= Stated exercise =
Copy the entries below verbatim, starting with the line that contains "Objective: locate each instance of the recessed" and going on through the last line of the entries, with both ends included.

= Data for the task =
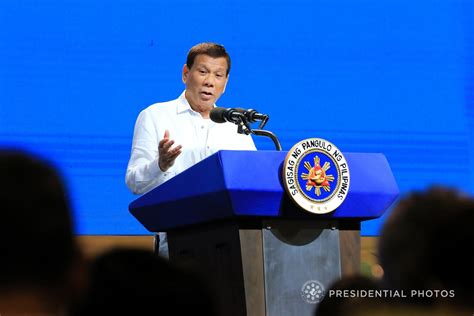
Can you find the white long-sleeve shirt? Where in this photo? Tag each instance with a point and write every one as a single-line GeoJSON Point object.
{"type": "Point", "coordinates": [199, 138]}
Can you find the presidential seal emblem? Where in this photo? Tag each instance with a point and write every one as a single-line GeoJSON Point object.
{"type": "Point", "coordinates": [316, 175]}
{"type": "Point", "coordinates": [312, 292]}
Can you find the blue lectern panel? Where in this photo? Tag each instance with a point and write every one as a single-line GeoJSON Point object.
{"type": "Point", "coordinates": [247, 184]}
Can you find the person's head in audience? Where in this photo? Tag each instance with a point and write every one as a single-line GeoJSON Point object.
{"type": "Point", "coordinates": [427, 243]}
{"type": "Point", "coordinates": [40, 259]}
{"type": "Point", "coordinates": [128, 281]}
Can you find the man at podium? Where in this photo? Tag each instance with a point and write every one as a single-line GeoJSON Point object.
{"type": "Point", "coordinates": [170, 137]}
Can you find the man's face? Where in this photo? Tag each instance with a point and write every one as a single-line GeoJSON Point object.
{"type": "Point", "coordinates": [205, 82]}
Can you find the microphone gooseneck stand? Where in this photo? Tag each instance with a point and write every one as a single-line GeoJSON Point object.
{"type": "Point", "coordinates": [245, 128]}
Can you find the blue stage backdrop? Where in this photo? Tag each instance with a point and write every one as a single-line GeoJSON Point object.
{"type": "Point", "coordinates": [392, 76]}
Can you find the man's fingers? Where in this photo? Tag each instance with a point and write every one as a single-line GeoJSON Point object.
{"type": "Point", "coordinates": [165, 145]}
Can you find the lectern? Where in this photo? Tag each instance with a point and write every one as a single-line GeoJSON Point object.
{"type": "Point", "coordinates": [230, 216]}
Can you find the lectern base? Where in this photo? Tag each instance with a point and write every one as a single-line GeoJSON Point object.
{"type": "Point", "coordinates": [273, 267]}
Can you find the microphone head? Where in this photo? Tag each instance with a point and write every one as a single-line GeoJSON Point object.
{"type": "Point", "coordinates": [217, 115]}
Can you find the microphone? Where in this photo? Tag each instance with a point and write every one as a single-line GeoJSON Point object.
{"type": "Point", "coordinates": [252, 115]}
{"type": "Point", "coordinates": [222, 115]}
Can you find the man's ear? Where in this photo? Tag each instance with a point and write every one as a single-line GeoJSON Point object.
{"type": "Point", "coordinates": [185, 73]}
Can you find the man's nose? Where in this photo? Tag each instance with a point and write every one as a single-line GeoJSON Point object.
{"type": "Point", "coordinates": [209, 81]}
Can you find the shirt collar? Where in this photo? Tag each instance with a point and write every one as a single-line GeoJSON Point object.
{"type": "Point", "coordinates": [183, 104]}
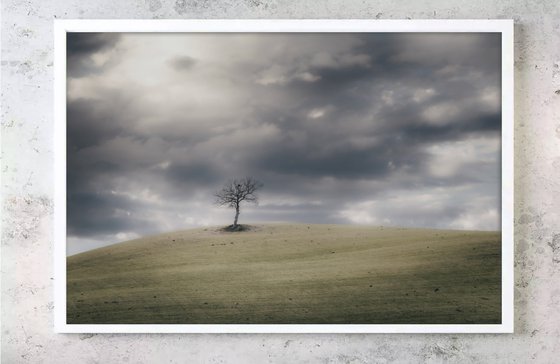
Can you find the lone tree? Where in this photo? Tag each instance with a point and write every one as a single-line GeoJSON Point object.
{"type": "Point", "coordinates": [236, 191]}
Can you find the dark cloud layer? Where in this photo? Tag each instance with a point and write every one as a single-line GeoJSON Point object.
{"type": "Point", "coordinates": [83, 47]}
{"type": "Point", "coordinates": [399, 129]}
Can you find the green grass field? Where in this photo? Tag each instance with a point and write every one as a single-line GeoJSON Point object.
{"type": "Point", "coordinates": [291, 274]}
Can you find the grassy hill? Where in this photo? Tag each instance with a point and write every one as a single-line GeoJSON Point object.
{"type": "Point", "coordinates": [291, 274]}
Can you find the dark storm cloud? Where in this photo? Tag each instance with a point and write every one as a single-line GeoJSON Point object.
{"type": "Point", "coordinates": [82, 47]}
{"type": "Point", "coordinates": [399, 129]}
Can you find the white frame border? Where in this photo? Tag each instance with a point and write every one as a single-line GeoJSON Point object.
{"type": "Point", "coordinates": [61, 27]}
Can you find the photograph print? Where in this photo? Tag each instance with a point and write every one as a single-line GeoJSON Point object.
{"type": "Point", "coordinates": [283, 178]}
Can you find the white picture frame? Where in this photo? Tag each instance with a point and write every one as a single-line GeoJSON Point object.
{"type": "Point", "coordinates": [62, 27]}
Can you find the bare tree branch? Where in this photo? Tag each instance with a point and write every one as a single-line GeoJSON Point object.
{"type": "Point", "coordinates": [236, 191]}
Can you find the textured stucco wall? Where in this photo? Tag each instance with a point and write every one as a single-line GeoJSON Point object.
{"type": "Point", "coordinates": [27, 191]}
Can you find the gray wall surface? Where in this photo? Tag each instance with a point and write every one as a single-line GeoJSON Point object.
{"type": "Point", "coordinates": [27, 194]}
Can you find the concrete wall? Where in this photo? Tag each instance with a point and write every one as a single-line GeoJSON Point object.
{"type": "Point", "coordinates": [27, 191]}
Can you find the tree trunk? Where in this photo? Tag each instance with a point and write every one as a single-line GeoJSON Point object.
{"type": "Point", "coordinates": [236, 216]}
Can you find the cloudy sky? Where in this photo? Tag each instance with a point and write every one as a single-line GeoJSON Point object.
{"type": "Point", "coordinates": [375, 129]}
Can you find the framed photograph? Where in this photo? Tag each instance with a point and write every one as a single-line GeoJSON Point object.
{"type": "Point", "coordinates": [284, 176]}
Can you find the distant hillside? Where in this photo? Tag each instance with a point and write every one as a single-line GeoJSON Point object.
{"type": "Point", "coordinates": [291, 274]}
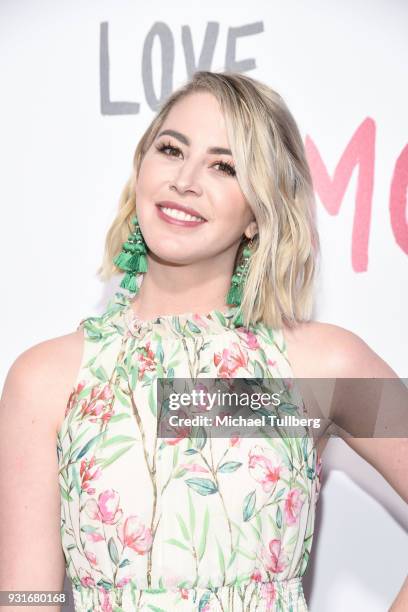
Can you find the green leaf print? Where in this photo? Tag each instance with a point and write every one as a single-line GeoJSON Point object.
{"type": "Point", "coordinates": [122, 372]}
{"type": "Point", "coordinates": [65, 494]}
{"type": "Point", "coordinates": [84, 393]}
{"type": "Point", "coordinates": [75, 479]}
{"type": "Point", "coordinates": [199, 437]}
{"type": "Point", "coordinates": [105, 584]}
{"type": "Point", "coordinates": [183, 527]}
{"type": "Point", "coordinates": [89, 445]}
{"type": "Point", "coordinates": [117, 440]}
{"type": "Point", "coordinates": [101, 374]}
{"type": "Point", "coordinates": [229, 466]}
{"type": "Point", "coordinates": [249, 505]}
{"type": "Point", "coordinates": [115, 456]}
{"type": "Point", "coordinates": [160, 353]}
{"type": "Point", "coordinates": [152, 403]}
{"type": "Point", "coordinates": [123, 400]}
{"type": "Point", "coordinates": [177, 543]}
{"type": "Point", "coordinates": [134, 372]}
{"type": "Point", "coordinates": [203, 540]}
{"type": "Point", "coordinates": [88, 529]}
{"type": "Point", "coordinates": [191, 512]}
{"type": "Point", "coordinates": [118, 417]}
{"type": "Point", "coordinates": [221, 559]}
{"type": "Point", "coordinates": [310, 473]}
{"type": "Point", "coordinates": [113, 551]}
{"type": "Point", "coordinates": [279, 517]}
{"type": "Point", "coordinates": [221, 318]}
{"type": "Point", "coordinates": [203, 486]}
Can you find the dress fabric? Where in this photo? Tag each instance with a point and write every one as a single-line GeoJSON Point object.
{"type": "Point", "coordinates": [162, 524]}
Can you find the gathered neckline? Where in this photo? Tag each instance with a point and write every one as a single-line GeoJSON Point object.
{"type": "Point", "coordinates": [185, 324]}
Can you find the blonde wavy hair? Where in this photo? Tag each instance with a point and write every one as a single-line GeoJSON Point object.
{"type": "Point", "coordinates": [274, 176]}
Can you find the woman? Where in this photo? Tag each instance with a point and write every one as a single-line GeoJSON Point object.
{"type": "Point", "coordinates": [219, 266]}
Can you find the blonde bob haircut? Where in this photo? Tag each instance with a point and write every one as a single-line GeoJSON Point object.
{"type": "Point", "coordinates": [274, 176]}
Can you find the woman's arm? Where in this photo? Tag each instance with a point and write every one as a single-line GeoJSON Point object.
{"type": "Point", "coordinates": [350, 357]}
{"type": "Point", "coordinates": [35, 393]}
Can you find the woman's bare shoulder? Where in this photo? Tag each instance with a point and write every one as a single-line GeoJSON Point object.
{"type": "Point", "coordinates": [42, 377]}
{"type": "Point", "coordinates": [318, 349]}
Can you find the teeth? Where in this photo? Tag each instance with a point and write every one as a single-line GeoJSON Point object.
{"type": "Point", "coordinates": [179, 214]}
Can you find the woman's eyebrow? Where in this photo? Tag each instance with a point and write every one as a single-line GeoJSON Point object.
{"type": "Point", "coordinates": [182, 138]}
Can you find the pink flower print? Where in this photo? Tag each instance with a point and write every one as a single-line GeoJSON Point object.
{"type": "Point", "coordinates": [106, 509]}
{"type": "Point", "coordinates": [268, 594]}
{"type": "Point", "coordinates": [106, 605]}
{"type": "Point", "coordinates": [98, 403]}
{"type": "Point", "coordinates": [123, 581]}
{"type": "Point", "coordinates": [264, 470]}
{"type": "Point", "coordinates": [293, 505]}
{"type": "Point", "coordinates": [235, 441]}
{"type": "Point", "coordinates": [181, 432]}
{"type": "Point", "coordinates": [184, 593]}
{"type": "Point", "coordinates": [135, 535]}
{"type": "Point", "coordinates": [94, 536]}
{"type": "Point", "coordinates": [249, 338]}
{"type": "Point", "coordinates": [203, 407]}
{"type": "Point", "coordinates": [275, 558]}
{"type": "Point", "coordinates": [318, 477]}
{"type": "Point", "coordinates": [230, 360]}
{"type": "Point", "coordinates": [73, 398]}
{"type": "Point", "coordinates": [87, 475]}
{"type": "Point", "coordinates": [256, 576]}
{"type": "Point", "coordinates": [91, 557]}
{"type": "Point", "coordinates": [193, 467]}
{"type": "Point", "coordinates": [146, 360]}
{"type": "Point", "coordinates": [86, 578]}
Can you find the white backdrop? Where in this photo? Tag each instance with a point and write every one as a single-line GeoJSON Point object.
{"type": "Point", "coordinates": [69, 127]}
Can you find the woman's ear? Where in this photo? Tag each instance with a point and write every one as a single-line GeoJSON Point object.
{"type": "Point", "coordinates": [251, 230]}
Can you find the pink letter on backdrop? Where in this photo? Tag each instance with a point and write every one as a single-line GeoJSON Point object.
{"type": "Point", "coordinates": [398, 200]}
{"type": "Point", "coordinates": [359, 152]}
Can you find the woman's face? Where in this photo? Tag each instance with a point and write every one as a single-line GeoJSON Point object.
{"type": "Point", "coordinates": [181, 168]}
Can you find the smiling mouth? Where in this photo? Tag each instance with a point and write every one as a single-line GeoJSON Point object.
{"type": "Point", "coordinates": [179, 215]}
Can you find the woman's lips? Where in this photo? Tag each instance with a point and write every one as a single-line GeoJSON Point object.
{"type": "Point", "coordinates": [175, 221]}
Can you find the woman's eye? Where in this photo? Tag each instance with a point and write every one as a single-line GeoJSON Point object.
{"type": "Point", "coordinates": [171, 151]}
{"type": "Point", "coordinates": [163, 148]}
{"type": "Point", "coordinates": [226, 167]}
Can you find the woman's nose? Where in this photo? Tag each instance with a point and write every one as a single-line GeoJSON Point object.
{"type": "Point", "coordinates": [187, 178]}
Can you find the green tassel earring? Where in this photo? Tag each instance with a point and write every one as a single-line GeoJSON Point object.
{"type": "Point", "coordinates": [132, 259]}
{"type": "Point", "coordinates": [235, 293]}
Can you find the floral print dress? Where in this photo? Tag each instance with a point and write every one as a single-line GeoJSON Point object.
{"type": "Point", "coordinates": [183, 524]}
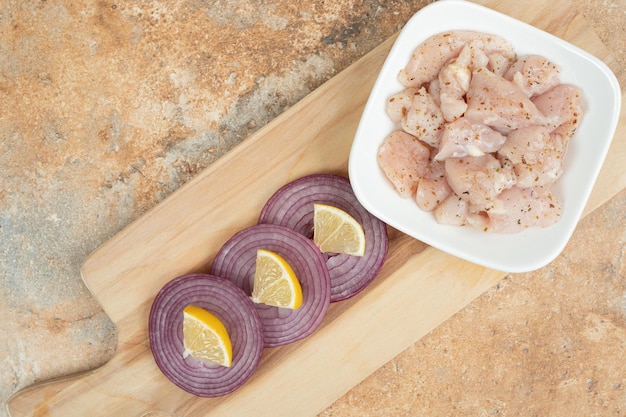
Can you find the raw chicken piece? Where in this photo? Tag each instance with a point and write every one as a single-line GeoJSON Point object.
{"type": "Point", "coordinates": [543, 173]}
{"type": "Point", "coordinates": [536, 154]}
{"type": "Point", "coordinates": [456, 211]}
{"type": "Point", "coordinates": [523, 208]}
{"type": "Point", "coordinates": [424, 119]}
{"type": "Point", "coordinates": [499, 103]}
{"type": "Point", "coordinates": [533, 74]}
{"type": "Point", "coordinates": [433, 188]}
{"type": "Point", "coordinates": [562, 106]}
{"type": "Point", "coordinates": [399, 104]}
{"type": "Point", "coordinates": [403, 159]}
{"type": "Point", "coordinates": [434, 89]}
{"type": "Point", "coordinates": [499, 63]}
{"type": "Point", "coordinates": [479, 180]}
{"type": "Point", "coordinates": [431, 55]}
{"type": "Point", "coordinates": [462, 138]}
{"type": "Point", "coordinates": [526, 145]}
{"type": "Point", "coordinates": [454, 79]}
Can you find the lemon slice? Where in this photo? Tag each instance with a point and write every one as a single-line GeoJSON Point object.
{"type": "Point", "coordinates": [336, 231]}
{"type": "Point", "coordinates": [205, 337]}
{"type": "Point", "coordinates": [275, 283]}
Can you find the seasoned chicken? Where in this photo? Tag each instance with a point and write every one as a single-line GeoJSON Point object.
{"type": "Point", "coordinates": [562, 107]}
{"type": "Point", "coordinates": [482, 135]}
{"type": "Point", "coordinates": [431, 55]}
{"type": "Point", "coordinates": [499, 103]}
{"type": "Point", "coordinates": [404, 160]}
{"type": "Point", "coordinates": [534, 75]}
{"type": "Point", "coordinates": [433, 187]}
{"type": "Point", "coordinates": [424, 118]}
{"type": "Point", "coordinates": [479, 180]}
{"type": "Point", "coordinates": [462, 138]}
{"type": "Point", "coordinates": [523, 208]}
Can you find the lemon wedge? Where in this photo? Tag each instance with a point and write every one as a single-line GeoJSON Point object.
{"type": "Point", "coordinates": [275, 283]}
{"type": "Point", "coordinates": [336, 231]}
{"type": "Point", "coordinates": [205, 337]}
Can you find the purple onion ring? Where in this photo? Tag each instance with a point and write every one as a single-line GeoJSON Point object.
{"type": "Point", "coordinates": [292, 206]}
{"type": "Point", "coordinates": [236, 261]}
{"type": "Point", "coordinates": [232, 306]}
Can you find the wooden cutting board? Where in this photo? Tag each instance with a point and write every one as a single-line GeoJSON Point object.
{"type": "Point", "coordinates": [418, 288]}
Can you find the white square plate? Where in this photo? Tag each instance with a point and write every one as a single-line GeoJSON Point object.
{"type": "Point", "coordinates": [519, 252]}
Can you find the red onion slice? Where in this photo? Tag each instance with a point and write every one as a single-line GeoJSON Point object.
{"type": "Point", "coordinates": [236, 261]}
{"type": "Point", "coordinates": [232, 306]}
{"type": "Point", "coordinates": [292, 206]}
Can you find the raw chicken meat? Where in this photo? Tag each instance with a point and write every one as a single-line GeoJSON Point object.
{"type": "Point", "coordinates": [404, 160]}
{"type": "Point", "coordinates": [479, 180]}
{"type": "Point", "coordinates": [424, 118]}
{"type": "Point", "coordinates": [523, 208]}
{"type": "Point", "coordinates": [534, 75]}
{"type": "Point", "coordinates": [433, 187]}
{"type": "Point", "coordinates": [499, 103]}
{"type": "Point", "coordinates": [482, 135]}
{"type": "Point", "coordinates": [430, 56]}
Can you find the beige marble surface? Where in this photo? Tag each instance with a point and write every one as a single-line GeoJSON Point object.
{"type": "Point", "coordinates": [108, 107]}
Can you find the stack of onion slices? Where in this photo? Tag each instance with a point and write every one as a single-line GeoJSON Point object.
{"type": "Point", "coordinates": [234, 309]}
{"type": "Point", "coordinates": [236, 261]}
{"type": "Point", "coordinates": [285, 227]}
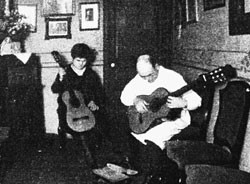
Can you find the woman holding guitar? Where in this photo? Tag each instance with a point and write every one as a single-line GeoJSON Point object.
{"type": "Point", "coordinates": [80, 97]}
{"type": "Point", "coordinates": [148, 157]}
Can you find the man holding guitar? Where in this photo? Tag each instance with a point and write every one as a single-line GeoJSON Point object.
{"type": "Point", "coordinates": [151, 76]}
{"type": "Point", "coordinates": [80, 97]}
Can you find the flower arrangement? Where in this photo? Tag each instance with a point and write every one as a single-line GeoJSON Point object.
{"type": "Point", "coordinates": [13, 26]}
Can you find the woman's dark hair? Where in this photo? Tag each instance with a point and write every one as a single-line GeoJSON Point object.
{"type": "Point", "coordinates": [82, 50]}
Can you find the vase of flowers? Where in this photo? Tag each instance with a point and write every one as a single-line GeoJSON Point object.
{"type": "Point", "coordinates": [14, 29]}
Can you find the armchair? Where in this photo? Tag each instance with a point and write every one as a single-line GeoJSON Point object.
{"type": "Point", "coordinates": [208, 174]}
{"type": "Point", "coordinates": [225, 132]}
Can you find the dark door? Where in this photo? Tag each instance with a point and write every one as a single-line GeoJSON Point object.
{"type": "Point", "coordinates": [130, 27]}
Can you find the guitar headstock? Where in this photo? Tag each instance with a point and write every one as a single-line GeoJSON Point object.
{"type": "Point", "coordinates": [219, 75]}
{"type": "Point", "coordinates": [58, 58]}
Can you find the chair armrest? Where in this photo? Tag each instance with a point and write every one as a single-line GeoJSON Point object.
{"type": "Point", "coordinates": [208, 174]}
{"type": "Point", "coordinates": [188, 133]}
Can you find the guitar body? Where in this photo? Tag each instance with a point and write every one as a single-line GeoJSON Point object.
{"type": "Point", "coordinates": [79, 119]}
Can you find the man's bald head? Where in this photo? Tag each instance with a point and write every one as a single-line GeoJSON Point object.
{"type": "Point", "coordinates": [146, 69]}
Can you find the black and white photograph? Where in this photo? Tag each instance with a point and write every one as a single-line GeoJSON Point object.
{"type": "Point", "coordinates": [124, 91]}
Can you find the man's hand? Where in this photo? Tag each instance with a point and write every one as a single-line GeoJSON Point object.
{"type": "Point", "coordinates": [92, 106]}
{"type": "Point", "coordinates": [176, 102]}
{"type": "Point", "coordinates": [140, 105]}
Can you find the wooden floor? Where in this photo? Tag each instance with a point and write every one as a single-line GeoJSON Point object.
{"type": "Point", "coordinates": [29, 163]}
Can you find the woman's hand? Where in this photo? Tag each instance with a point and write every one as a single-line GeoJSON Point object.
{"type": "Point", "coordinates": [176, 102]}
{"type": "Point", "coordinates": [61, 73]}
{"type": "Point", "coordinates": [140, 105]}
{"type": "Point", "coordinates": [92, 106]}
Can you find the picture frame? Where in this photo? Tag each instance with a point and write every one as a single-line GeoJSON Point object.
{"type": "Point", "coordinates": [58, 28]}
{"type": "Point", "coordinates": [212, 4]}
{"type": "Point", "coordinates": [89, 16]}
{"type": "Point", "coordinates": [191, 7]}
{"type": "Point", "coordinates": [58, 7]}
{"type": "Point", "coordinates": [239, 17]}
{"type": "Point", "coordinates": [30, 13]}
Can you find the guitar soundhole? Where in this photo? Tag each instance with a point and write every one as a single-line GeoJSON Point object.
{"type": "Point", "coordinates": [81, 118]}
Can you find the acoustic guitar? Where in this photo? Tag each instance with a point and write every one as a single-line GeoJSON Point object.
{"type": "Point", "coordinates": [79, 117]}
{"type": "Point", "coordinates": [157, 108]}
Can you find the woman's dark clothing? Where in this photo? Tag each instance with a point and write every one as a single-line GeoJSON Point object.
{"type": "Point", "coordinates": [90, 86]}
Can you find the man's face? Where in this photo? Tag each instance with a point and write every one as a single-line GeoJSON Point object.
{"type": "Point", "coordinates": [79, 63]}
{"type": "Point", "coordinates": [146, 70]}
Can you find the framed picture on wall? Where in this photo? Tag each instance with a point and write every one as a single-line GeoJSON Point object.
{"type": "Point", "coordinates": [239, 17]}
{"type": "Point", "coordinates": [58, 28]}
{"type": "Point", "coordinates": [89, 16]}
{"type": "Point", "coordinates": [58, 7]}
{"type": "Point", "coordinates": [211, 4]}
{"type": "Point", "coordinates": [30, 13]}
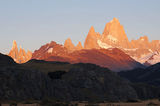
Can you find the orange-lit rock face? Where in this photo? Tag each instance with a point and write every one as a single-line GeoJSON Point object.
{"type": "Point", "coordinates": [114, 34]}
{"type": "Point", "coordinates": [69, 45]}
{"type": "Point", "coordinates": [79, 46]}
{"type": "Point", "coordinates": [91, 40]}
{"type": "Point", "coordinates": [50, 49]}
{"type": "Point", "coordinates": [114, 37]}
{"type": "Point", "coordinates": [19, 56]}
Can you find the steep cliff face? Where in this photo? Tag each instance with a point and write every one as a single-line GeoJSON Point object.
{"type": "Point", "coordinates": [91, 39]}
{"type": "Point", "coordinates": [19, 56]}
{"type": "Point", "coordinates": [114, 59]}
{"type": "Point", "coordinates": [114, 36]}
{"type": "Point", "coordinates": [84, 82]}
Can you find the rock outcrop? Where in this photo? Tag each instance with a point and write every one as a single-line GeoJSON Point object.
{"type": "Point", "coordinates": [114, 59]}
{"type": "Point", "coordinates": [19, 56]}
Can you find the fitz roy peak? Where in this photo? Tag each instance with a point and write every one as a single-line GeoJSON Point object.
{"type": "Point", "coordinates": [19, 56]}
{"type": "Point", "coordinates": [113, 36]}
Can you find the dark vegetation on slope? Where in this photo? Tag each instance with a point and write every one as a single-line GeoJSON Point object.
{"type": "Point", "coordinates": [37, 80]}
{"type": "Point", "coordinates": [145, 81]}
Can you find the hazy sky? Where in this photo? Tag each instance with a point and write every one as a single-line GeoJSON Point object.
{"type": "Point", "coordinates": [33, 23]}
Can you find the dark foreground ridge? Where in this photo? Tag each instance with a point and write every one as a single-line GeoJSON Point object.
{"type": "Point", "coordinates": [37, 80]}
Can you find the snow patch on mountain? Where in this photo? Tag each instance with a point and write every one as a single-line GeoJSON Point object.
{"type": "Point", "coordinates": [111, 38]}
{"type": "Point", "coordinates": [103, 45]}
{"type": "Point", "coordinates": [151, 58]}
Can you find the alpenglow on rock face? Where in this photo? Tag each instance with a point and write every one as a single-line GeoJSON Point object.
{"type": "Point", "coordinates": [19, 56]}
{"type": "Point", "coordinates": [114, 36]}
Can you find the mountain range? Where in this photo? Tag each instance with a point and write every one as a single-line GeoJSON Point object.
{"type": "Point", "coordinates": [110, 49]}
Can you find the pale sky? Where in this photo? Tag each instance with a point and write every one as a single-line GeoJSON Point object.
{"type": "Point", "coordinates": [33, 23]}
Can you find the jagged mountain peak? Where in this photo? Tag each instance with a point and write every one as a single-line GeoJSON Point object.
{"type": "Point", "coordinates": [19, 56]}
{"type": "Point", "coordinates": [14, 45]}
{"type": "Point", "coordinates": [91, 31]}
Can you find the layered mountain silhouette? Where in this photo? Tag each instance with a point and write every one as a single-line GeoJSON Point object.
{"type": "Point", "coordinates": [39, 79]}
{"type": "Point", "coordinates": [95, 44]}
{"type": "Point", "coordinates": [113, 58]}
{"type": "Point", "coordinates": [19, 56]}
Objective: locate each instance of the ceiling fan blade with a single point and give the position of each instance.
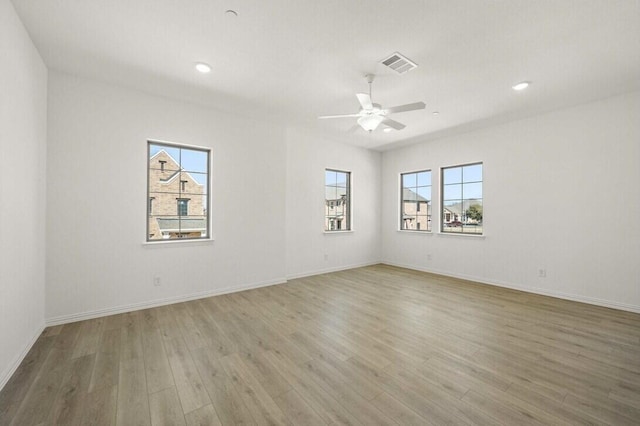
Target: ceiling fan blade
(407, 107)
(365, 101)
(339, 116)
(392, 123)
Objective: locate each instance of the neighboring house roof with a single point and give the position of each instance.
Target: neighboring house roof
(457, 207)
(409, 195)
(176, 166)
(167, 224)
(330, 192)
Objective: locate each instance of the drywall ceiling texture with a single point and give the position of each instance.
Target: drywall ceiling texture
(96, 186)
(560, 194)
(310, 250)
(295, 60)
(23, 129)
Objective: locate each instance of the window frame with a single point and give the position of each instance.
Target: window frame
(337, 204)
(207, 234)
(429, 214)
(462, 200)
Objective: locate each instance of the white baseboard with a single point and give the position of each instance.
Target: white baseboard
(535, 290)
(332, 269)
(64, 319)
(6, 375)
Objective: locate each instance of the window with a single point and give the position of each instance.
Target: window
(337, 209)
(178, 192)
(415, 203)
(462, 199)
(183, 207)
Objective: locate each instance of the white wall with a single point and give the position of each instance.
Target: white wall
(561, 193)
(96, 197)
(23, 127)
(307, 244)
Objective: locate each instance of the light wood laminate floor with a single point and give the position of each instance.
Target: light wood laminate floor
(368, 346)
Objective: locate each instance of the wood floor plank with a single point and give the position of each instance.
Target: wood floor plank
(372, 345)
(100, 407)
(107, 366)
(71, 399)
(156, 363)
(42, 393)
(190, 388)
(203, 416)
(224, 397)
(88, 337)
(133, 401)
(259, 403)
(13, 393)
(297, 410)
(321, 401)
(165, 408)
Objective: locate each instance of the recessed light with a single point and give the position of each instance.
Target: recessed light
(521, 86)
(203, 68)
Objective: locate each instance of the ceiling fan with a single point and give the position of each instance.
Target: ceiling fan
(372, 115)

= Expected answer =
Objective: locate each instance of the recessed light with a single point and give the position of each instance.
Target: recessed light
(521, 86)
(203, 68)
Objective: locate each instance of the ceiling fan with a single point and give the position of each instance.
Target: ceiling fan
(372, 115)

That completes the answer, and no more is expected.